▸ REQUIREMENTS
Reproduce every line of the entries, starting at the line that contains "[locate] long tail" and ending with the last line of the entries. Multiply each coordinate in the answer points by 1.7 and round to the nearest whole number, with halves rounding up, while keeping the requests and their format samples unchanged.

▸ MATERIAL FOR THIS TASK
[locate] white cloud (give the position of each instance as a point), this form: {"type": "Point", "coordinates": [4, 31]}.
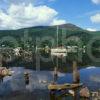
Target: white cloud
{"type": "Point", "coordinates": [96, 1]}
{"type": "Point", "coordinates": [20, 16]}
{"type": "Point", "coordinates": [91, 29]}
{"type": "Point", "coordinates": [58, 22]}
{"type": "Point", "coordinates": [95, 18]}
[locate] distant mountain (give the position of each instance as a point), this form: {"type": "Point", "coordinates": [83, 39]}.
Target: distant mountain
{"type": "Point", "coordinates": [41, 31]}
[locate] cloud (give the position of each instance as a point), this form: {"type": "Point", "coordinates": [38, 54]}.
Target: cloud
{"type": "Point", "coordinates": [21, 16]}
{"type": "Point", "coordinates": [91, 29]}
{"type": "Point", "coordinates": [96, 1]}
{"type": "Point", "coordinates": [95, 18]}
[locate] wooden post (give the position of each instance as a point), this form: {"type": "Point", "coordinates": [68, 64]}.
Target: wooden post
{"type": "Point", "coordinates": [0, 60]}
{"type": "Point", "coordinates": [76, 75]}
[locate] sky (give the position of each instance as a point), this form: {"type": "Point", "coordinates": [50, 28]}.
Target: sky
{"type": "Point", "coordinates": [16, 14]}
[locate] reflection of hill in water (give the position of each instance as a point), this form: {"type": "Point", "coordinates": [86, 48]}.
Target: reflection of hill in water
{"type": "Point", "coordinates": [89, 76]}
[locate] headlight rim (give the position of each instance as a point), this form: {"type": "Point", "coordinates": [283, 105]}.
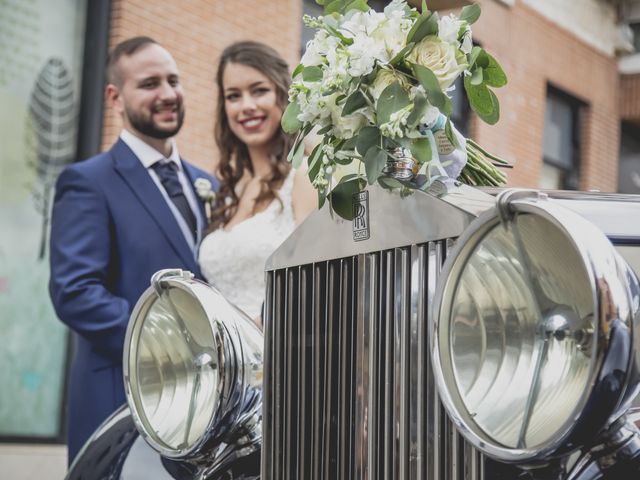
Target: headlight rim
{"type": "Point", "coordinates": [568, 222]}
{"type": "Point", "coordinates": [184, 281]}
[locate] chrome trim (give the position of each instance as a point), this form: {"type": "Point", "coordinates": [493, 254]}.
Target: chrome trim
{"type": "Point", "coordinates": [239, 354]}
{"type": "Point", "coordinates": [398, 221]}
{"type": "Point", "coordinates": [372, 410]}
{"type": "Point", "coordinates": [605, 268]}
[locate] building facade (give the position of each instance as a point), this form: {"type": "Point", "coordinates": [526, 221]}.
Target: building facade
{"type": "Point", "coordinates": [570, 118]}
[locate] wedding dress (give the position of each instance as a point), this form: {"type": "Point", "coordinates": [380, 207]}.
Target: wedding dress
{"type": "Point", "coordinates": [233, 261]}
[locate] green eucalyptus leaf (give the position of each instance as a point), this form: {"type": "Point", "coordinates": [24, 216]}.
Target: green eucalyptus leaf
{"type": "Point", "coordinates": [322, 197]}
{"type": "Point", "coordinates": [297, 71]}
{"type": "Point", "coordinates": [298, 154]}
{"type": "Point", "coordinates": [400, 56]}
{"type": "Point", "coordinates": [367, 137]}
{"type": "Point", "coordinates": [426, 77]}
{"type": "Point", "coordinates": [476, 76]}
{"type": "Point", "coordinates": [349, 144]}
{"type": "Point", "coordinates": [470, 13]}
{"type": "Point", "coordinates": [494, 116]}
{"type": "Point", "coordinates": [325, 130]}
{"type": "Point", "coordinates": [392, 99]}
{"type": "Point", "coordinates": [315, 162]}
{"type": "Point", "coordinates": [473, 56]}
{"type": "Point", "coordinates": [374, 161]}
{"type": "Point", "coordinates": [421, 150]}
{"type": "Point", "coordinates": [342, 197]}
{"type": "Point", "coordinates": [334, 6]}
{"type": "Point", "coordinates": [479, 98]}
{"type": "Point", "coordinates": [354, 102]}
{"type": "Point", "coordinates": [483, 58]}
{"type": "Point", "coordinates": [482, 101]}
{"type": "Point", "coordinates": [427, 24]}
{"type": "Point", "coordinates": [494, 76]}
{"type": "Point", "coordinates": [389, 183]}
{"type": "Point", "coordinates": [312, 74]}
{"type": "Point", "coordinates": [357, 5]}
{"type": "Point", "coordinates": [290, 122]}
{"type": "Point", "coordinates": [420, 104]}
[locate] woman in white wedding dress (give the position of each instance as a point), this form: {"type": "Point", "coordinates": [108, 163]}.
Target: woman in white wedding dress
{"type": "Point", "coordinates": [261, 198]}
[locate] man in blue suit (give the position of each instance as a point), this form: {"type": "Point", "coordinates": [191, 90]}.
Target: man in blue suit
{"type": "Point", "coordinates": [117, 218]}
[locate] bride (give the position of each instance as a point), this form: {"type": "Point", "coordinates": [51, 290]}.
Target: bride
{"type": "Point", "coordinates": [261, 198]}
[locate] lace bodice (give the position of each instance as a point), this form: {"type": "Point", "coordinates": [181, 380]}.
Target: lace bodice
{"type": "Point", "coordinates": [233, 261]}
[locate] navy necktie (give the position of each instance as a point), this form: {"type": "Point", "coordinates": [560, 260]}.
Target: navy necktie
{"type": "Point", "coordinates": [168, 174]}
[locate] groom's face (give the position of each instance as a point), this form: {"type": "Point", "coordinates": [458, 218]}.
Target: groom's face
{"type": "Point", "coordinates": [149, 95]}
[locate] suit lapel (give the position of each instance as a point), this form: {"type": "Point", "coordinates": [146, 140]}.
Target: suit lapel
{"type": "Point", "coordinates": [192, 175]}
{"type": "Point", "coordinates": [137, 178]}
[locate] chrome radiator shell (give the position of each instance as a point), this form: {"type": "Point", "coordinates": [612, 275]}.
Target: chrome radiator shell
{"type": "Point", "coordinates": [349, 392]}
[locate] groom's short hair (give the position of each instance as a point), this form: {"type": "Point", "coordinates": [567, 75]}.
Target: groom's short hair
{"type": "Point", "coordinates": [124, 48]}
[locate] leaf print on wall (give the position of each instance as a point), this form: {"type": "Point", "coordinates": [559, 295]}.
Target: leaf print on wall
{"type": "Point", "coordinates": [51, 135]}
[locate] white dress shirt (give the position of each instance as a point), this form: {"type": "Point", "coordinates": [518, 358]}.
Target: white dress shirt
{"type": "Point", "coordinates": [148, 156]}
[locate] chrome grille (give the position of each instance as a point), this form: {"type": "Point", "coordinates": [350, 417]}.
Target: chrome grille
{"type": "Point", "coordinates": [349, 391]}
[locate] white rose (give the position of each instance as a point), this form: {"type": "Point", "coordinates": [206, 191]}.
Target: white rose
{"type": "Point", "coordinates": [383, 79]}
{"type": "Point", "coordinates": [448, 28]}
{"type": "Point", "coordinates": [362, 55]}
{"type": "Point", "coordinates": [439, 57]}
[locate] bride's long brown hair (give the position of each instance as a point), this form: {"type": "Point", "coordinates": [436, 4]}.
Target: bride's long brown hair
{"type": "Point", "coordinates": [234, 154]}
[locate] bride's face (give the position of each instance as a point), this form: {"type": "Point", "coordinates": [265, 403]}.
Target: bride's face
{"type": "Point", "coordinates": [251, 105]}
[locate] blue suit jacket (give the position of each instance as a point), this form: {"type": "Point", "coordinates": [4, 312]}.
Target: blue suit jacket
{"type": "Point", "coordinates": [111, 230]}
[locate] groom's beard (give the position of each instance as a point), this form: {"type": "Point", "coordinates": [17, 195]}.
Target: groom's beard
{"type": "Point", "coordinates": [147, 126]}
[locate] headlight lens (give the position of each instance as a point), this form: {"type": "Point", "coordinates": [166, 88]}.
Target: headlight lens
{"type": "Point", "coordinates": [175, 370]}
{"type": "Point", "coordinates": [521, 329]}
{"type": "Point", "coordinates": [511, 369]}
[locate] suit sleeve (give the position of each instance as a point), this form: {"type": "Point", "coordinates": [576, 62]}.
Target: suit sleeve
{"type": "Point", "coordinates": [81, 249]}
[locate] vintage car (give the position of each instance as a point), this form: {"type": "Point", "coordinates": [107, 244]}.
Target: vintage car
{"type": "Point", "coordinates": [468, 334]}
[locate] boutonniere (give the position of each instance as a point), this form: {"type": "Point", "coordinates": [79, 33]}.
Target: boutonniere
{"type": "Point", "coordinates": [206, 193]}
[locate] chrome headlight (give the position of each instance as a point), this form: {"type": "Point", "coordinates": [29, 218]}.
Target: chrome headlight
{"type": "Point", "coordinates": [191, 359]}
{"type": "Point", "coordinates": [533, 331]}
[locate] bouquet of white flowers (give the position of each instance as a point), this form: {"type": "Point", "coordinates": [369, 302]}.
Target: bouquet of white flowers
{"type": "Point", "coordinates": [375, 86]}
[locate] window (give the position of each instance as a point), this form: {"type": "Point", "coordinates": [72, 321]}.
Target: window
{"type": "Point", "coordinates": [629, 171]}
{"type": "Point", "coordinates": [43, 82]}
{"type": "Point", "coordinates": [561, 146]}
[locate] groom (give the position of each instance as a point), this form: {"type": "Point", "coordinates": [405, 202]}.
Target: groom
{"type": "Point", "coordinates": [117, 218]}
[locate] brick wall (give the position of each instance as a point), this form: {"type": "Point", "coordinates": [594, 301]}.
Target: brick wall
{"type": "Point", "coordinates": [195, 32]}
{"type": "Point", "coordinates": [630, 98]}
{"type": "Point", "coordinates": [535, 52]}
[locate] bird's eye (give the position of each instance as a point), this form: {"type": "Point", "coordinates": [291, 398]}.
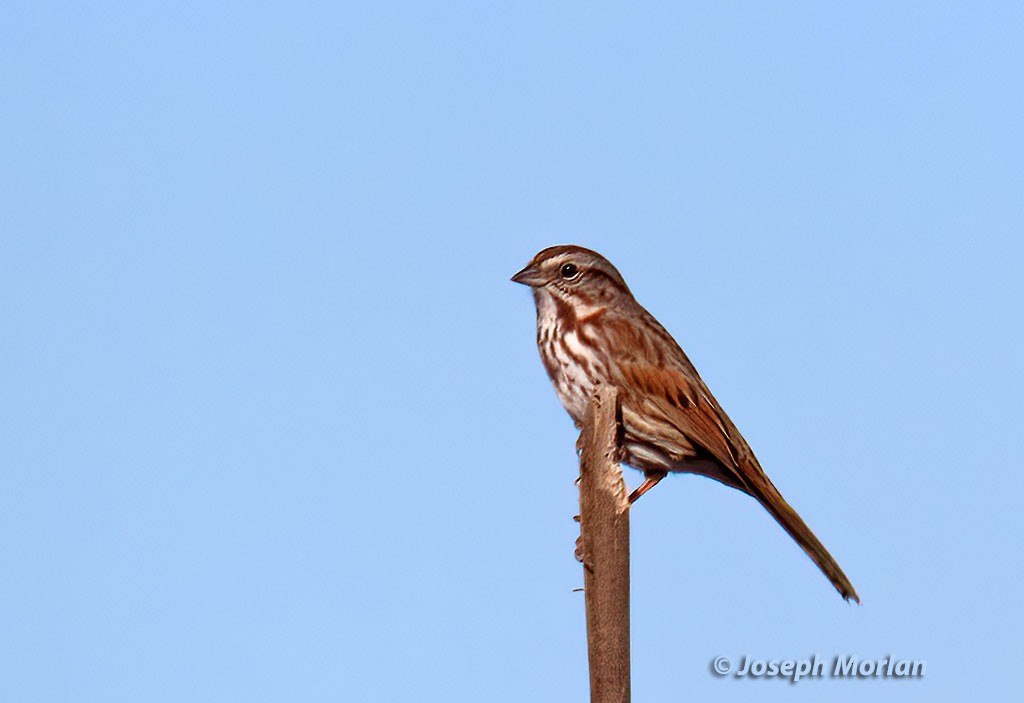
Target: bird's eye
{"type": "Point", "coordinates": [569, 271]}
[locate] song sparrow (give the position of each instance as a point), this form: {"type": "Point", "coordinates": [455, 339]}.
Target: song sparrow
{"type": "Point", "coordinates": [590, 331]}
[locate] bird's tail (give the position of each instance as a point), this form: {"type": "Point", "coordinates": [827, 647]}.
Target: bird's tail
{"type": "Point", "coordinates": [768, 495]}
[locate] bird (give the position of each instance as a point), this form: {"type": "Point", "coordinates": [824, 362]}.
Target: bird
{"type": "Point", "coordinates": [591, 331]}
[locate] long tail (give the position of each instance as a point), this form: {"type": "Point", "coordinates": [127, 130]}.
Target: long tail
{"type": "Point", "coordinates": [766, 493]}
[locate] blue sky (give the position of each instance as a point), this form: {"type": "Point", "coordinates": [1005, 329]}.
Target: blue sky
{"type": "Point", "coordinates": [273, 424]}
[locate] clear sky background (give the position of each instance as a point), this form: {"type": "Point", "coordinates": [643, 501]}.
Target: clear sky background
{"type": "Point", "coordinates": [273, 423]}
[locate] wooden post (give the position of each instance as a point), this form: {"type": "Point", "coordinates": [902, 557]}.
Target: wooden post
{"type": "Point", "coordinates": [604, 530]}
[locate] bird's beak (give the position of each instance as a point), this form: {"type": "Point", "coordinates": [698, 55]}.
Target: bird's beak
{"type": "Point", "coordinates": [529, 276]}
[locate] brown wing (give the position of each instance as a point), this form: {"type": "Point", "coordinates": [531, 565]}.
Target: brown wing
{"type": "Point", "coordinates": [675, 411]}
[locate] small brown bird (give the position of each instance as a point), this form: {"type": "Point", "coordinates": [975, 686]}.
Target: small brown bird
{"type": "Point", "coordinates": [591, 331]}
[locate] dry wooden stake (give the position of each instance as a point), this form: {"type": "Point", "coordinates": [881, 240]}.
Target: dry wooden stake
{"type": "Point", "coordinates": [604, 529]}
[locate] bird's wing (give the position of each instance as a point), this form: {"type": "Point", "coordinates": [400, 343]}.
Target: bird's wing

▸ SOLUTION
[locate] long tail (give the position of each instance as a point), this form: {"type": "Point", "coordinates": [127, 130]}.
Target: long tail
{"type": "Point", "coordinates": [1302, 838]}
[locate] blue sky (give the position of each instance as a point), this form: {"type": "Point", "coordinates": [1005, 329]}.
Target: blue sky
{"type": "Point", "coordinates": [464, 721]}
[locate] clear sky background (give the position of each instance as a point), this form: {"type": "Point", "coordinates": [643, 501]}.
Target: clear sky background
{"type": "Point", "coordinates": [464, 719]}
[locate] wooden post (give the position of each instance as a point), this form: {"type": "Point", "coordinates": [902, 557]}.
Target: wooden post
{"type": "Point", "coordinates": [1027, 901]}
[locate] bird's beak (give the position of each instance as a point), this form: {"type": "Point", "coordinates": [698, 55]}.
Target: bird's beak
{"type": "Point", "coordinates": [899, 469]}
[locate] brown wing (give the position of each instance as a point), this form: {"type": "Point", "coordinates": [531, 565]}.
Target: brown wing
{"type": "Point", "coordinates": [1148, 699]}
[locate] small brown bird (give the position of each instance as a point), this form: {"type": "Point", "coordinates": [975, 686]}.
Target: small brown bird
{"type": "Point", "coordinates": [1005, 563]}
[locate] dry wooden stake (give the position of each instance as a point), this form: {"type": "Point", "coordinates": [881, 240]}.
Target: dry wooden stake
{"type": "Point", "coordinates": [1027, 899]}
[locate] bird's wing (give the position of each instance as a point), this form: {"type": "Point", "coordinates": [400, 343]}.
Target: bird's wing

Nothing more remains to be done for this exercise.